Data records:
.....

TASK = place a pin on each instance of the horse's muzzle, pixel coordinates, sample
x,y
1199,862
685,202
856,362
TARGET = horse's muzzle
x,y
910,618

.....

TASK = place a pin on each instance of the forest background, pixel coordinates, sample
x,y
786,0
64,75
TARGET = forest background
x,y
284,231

.....

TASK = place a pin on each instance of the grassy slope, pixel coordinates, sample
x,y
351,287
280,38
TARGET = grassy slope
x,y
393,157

.....

_Aim_
How many lines in the data records include the string "TASK"? Reply with the number alone.

_Solution for this exercise_
3